## BEGIN Working data

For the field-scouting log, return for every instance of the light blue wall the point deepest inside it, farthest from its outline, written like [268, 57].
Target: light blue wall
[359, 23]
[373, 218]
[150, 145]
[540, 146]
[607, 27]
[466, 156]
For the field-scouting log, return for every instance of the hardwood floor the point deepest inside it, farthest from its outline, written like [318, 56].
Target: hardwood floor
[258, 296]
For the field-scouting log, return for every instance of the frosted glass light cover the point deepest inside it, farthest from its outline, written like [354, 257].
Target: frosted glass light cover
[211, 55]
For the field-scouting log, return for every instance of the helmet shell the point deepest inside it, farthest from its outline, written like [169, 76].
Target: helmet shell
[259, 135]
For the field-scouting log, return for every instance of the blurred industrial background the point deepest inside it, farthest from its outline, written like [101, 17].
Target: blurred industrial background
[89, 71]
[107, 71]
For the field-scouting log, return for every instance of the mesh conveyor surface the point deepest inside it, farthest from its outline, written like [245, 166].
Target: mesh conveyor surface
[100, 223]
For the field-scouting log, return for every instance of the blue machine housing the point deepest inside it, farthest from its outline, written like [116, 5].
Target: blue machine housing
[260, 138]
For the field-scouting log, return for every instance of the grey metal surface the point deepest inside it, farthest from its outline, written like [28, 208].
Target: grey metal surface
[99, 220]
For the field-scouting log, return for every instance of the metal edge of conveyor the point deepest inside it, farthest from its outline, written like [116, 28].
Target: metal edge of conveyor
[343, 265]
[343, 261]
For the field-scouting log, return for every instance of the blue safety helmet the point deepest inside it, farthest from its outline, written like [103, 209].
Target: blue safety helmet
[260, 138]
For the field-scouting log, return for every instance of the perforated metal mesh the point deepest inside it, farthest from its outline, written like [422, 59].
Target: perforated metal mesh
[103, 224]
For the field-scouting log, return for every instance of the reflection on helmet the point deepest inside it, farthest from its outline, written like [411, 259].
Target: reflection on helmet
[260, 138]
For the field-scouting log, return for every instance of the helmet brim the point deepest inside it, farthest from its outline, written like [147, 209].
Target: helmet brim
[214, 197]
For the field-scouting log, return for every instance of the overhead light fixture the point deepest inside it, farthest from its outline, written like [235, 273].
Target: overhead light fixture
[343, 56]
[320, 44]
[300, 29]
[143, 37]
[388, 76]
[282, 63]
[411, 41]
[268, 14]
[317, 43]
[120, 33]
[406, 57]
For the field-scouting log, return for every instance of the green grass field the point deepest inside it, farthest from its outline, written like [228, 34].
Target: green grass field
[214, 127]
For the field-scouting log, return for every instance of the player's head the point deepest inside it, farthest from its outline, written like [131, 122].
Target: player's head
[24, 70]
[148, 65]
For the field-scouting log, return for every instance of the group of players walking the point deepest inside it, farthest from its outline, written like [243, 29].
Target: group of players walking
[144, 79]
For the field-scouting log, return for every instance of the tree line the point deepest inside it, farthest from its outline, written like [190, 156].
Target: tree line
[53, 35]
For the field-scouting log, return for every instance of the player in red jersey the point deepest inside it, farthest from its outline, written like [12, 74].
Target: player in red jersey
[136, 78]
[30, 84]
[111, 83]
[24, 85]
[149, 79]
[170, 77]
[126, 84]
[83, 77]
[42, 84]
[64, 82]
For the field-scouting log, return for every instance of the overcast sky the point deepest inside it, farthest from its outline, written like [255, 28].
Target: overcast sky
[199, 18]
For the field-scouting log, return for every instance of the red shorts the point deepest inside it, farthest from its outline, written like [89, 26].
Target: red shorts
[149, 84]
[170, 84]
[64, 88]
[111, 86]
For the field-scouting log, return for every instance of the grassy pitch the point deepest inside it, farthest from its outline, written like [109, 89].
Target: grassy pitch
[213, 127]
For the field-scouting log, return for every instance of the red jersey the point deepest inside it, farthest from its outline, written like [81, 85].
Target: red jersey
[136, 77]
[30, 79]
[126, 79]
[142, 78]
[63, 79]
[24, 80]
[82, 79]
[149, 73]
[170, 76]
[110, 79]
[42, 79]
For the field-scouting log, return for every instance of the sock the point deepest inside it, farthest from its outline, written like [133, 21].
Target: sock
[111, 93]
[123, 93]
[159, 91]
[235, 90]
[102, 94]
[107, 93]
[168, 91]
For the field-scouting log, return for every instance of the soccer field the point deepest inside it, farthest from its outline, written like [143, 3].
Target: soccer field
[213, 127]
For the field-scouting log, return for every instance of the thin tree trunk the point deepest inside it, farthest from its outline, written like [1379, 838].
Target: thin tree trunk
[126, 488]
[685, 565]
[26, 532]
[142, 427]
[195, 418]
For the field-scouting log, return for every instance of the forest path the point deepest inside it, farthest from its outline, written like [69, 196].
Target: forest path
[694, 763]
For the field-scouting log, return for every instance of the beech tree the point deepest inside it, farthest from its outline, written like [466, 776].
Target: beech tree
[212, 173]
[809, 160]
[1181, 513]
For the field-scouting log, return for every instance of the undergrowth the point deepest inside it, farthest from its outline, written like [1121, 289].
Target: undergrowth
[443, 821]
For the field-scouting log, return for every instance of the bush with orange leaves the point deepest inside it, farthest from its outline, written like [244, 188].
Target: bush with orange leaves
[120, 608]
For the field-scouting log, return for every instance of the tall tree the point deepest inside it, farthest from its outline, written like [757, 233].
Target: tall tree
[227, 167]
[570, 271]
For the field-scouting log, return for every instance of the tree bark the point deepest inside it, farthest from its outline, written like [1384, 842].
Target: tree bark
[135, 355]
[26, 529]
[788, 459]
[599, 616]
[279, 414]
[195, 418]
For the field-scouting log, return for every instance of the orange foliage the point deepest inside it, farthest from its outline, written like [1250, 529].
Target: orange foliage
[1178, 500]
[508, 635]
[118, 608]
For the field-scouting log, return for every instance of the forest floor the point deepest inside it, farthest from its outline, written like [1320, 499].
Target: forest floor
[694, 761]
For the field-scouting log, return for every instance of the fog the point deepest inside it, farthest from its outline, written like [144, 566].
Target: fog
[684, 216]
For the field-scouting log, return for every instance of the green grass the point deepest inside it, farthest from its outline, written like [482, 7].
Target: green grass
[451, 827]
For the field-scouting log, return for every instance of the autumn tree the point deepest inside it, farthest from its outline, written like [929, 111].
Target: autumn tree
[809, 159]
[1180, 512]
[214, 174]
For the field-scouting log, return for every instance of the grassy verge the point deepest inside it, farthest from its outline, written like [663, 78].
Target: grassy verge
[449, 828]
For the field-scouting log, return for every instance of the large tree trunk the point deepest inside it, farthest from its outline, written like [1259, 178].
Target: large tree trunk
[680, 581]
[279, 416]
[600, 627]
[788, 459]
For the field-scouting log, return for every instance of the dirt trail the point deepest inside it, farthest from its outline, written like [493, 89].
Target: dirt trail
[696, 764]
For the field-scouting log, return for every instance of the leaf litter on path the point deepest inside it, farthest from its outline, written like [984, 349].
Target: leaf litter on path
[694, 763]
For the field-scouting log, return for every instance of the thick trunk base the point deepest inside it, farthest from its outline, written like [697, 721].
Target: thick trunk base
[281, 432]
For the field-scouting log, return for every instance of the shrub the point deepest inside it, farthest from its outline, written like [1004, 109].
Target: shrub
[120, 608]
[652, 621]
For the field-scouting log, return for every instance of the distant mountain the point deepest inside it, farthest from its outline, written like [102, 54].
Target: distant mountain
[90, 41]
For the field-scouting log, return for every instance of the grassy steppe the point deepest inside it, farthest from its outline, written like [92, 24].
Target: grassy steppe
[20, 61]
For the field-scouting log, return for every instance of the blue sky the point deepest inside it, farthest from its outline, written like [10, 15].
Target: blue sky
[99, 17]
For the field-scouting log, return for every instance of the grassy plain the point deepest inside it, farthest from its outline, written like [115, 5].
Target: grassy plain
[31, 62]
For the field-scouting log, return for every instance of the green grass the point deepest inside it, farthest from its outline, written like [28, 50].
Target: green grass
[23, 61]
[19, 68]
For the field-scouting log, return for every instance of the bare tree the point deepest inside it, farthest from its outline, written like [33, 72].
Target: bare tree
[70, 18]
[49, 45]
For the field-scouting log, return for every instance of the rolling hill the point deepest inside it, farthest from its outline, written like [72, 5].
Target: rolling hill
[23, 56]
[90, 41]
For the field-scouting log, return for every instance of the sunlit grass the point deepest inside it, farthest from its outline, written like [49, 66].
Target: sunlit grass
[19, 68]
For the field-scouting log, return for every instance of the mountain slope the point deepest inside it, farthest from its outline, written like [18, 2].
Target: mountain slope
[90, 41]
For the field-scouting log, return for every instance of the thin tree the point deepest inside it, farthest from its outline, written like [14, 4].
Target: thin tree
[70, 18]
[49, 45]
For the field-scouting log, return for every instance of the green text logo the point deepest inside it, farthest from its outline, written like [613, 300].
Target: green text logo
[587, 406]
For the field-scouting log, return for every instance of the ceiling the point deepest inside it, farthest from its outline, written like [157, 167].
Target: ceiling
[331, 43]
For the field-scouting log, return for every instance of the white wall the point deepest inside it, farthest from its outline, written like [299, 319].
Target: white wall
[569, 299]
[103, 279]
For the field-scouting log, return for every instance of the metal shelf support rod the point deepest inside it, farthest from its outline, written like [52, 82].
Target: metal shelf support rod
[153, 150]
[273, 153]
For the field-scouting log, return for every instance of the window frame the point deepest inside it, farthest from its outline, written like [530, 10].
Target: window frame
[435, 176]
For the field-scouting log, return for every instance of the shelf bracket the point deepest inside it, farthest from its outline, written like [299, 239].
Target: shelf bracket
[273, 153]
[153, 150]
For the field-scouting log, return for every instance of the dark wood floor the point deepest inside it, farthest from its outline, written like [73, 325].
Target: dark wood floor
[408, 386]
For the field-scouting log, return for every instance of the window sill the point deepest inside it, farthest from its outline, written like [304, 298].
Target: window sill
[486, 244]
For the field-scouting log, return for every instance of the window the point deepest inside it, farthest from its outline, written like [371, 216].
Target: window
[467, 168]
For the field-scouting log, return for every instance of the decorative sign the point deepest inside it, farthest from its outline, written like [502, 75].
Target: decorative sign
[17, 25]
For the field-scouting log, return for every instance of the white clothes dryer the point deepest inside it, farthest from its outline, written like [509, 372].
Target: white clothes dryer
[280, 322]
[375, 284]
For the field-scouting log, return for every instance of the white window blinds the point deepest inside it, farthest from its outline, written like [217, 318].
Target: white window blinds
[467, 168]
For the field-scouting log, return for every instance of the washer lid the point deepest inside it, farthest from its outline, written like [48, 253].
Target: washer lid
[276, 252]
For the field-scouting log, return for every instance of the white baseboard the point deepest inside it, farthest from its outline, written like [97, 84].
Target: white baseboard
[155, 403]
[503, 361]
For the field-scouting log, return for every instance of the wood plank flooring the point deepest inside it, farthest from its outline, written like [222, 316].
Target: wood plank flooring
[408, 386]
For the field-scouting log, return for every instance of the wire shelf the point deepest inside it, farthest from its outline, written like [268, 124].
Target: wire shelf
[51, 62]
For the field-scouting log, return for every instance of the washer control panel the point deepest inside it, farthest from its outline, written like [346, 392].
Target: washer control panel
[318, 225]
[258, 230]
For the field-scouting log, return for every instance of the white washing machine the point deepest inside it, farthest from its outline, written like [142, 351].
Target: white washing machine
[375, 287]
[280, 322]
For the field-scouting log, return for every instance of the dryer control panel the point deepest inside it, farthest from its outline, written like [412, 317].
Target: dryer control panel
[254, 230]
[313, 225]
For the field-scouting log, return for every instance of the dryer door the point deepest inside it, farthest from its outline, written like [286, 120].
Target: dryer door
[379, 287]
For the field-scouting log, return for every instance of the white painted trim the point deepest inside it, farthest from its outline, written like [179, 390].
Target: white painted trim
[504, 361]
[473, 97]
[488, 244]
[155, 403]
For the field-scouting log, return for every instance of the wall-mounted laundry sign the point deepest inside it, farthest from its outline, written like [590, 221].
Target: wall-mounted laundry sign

## END Working data

## Task brief:
Please return the items above word for word. Begin with the line containing "like [268, 124].", include that line, and stop after the final line of the items.

## Reply to the task:
For the field-scouting log, return for every instance of the wire shelf the point deepest inside it, farthest from its outline, written like [268, 124].
Target: wire shelf
[51, 62]
For the field-scouting log, return for every instance of the washer control panel the point deepest inside it, farthest from its outline, written like [346, 392].
Target: washer control panel
[318, 225]
[258, 230]
For the field-scouting log, return for every instance of the white washing machine the point deepest inside it, farthest from its outline, written like [142, 351].
Target: white washing machine
[375, 287]
[280, 322]
For the field-scouting log, return for every instance of the dryer control panel the point deepest inside it, farthest from its outline, written like [412, 317].
Target: dryer control panel
[254, 230]
[313, 225]
For the field-scouting log, return for every instance of the dryer door the point deepest inside it, farthest from its outline, written like [286, 120].
Target: dryer door
[379, 287]
For the field-scouting log, return for every instance of the white painted trim the point deepest inside it, farthest from its outline, written like [179, 390].
Target: white painted trim
[504, 361]
[473, 97]
[488, 244]
[155, 403]
For the field-scouting log, return for every instance of the wall-mounted laundry sign the point deepest inside it, farthest from its outline, written like [590, 221].
Target: wall-mounted laundry sign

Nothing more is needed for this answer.